Text:
Machine learning is not scaling up people learning. It's completely different even if it's called "learning".
As the article argues, it's plagiarism at scale. In that sense, one person plagiarizing content is bad. Everyone plagiarizing at scale by using LLMs is even worse.
Reasoning by analogy doesn’t work if your analogy isn’t well matched.
People can't memorize as much information, and can't manually reproduce the works as quickly. There's a natural limit to how much damage a person can do without help of machines. That's why it's legal to fart where industrial-scale sewage outlets are not allowed.
Second, laws are for people. Laws don't have to treat machines the same. People have needs for things like freedom of artistic expression, participation in a shared culture, and machines don't. Copyright is a compromise that tries to balance needs of people, and stops making sense when the same compromises are done for machines that don't have these needs.
1. LLM/transformer technology is legitimately amazing and revolutionary. 2. In the end, they function as an enormous, effective database for most human knowledge.
Point 1 obscures the fact that if someone just created an SQL database with every digital artifact in existence and provided it for free upon request, there would be no ambiguity whether that was legal or not.
But distillation, etc obscures this relationship and it looks like something other than straight lookup, at least in part because it is obviously more than that.
Everything is "stolen" from other art. Every piece of creation takes inspiration (read: steals ideas) from things that came before. This is how creation works, it is how creation has always worked, and it is why you cannot legally own an abstract idea. You can own the implementation of an idea in specific works, such as copyrighted works and patents and trademarking specific logos and such, but once the ideas go into the blender and get mixed with other ideas, the output isn't yours to own anymore. That's what culture is.

Information shown:
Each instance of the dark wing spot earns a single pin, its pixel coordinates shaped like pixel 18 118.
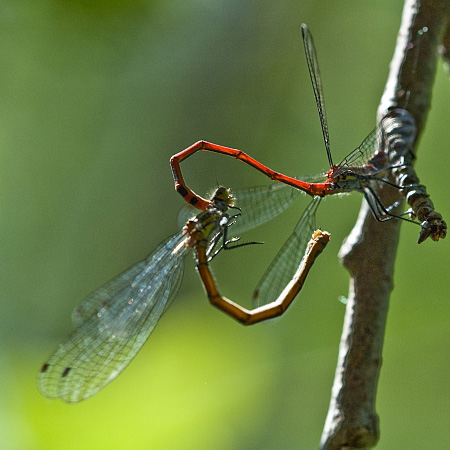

Work instruction A: Translate into Spanish this sentence from the text on machine learning and copyright: "Reasoning by analogy doesn’t work if your analogy isn’t well matched."
Work instruction B:
Answer these questions from the text on machine learning and copyright:
(i) What does copyright try to balance?
(ii) What kind of database does the text imagine someone creating with every digital artifact in existence?
(iii) What does the text say you cannot legally own?

Exercise output A: Razonar por analogía no funciona si tu analogía no está bien ajustada.

Exercise output B:
(i) The needs of people.
(ii) An SQL database.
(iii) An abstract idea.